Exercise details
Beginning with the line below that contains "of the blue" and ending with the line that contains "of the rooftop", copy every line exactly. Copy nothing else.
------------------------------------------------
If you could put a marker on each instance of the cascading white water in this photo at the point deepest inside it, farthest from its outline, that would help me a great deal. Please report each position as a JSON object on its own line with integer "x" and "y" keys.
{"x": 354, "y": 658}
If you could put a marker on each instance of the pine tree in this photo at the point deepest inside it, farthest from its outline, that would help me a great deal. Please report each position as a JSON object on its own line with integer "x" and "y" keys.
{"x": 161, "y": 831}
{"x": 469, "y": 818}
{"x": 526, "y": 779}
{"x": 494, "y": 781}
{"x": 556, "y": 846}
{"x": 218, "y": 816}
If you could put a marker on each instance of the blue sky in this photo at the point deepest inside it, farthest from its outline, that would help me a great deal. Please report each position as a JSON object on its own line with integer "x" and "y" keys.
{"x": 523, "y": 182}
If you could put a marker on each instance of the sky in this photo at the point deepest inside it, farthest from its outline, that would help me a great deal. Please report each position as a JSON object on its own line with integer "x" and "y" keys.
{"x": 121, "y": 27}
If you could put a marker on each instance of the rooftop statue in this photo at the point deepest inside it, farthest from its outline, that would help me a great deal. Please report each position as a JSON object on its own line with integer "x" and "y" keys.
------------------------------------------------
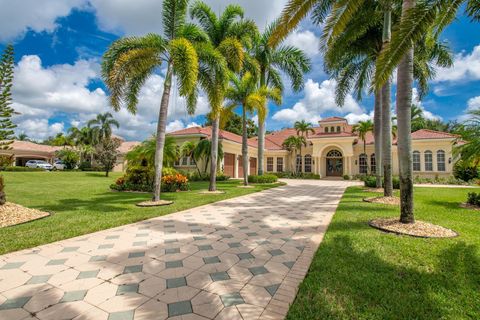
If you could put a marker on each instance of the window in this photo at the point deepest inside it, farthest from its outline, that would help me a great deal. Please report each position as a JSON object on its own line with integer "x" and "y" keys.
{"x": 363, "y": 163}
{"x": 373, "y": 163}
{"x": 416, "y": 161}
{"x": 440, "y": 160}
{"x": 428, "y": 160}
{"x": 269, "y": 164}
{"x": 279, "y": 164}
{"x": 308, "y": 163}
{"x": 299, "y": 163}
------------------------------------------------
Worked solution
If you could put a marker on each instance of the blue sky in this photo at the point deepest inside it, farthest from its outline, that would help me a great deal. Please report each position as a JSON object on its own line with integer "x" and "y" keys.
{"x": 523, "y": 182}
If you could put a marker on each instance of the sky in this photo at the point deepest inside it, farthest from its outline, that would help me a great deal. Please report each position as a JSON object on its own line with integer "x" and "y" keys.
{"x": 121, "y": 27}
If you could put a marker on each instance of the rooftop statue in this photo at the point deepest inside it, farthest from its outline, that would help me a great deal. Please report each position as a JSON object on its own line with integer "x" and "y" keys.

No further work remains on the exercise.